* _THE REQUEST_: Starting at the line that contains "Spot the stacked" and ending at the line that contains "Query: background jungle vegetation", change every "drop a pin" to "place a marker" and rewrite those lines with nothing else altered.

(Items excerpted from a collection)
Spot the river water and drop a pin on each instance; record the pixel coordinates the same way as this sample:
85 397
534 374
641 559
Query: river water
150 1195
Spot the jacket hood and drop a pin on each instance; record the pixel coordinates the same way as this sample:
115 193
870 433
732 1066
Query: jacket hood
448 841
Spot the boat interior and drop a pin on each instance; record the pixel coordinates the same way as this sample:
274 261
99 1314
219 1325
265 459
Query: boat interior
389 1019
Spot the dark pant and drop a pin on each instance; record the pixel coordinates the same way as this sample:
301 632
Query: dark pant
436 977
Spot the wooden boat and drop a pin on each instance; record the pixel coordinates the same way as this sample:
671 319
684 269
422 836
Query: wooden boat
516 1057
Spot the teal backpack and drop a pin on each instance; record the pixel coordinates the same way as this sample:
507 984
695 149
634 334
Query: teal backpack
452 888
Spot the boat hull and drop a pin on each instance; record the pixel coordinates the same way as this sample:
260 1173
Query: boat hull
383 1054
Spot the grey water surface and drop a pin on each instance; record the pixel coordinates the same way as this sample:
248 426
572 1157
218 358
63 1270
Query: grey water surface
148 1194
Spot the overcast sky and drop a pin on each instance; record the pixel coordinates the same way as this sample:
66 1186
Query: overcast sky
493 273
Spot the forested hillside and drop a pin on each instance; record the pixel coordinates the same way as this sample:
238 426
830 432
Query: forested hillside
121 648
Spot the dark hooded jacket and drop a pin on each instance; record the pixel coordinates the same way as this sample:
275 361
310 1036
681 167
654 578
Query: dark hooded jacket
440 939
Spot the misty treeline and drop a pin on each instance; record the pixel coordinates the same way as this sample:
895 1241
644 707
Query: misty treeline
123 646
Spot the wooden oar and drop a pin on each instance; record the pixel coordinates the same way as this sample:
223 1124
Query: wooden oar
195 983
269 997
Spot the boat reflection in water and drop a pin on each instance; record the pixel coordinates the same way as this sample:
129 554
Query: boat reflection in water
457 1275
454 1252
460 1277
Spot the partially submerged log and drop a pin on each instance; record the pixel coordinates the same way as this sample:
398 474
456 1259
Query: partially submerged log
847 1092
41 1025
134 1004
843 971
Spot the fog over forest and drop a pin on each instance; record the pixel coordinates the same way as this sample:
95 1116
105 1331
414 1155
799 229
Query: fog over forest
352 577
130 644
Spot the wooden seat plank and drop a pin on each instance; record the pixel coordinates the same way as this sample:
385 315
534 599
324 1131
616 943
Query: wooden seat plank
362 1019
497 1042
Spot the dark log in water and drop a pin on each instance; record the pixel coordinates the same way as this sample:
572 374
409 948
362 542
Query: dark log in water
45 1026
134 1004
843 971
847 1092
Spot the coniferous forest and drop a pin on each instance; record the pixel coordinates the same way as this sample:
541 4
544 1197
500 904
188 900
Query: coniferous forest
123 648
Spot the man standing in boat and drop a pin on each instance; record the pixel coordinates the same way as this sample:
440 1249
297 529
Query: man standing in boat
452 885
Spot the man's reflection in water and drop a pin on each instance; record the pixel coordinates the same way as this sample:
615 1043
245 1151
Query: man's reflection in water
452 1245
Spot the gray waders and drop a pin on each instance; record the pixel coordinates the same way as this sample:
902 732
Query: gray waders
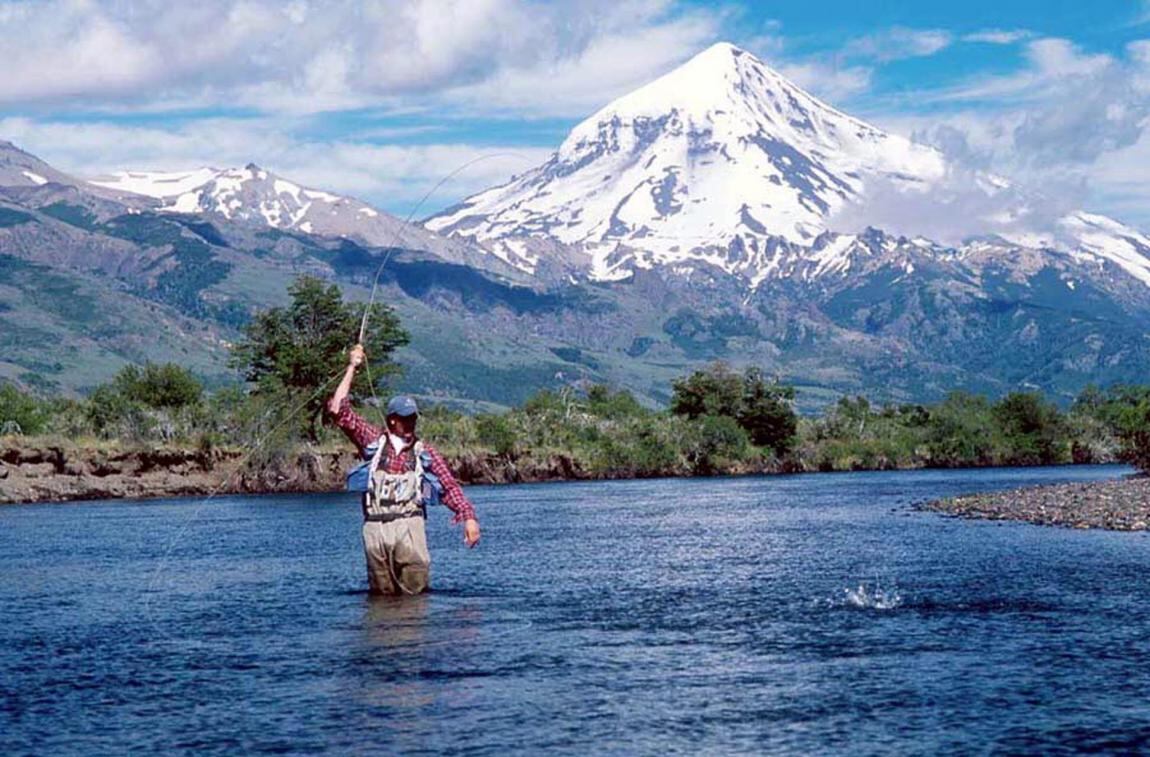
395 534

---

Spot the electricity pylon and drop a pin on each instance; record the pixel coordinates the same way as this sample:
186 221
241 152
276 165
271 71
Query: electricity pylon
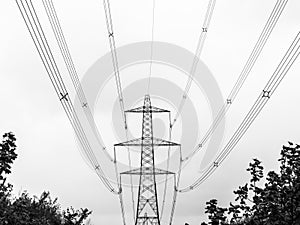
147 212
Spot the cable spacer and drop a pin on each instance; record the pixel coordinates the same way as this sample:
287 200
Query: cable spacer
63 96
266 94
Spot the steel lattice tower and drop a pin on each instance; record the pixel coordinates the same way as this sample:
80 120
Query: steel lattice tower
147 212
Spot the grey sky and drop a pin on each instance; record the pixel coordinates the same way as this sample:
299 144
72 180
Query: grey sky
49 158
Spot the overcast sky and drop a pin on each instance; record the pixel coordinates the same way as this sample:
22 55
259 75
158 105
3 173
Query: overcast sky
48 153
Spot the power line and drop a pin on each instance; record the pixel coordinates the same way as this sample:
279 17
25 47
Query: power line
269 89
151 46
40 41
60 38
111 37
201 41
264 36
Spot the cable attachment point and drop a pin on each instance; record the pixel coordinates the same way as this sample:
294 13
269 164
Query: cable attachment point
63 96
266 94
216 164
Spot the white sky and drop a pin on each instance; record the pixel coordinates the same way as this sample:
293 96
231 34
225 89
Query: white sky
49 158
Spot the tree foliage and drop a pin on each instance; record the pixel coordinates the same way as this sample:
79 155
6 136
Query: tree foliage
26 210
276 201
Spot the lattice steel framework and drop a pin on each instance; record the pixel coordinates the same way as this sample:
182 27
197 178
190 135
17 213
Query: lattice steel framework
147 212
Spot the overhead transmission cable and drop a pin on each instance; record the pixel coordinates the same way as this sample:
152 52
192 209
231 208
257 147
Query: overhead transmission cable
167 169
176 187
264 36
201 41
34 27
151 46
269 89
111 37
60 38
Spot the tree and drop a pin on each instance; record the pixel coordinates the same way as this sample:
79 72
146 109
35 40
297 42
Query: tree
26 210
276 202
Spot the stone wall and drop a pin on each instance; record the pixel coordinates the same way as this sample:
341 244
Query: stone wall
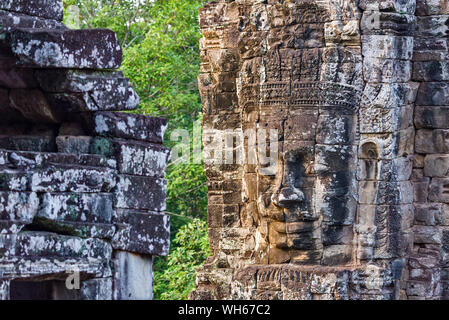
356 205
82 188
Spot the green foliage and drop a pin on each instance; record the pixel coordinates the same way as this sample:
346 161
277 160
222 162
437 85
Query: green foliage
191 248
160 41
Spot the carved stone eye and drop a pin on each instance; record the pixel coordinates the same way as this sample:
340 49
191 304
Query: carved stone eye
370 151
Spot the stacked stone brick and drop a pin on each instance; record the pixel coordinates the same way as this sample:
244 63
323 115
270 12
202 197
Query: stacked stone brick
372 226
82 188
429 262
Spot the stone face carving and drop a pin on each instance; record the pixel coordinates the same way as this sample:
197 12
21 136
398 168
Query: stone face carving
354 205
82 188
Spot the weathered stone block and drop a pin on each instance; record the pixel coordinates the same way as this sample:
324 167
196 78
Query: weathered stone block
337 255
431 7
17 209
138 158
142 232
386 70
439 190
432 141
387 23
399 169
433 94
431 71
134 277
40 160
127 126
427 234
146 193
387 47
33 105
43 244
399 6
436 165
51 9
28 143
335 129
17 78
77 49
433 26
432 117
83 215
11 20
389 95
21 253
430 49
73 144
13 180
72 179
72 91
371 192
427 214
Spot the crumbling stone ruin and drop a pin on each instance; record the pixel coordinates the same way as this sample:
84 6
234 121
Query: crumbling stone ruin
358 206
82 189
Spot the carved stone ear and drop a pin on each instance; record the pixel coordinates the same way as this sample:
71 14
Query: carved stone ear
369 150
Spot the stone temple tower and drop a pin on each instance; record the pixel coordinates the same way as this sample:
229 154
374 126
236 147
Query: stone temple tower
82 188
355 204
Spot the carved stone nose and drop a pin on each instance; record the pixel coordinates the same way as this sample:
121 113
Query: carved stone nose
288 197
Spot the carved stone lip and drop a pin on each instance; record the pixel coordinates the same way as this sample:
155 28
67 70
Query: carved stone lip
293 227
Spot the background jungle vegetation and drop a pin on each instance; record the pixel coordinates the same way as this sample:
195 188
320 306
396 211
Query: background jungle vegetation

* _PROBLEM SOLUTION_:
Spot the stacked stone brick and place a marker on each instance; record the pixel coordinates the same way as this sample:
244 63
323 115
270 12
202 197
Query: stacked stone brick
372 226
82 188
429 262
Spot the stone face carving and place a marker on each instance; record the pixel coordinates the same way as this sample:
197 12
21 136
398 168
Query: stone face carving
354 205
82 188
Spot the weathered stone block and place a marker on each instance; record the pixel coordinates the same way as this sample:
324 167
196 78
Query: weathered stone block
337 255
431 7
17 209
138 158
142 232
386 70
439 190
432 141
387 23
399 169
433 94
431 71
134 277
40 160
127 126
427 234
146 193
387 47
33 105
43 244
399 6
436 165
51 9
28 143
335 129
17 78
77 49
433 26
432 117
83 215
11 20
389 95
21 253
430 49
73 144
13 180
72 179
72 91
371 192
427 214
Spot the crumbling stone ruin and place a marker on each instance; record the pixel coordinates the same way as this sample:
84 6
234 121
Query: crumbling stone ruin
358 206
82 189
Spot the carved stone ear and place a marker on each instance; record the pixel coordinates the same way as this sample:
71 14
Query: carved stone ear
369 150
Spot the stone temple tower and place a marker on each instance; record the pixel coordinates the same way as this sample:
229 154
374 126
236 147
Query: stone temple tower
82 188
355 204
Spot the carved stone nose and place a marker on each instance; record the pixel coordinates the same way as this sample:
121 113
Query: carved stone nose
288 197
Spot the carved stone lip and place a marker on each instance; record the pixel coordinates the same way as this sample:
155 28
67 70
Query: carved stone lip
293 227
Spot the background jungle vegetation and place a marker on each instance; record the pixel coordinates the same way as this sample:
195 188
320 306
396 211
Query: background jungle vegetation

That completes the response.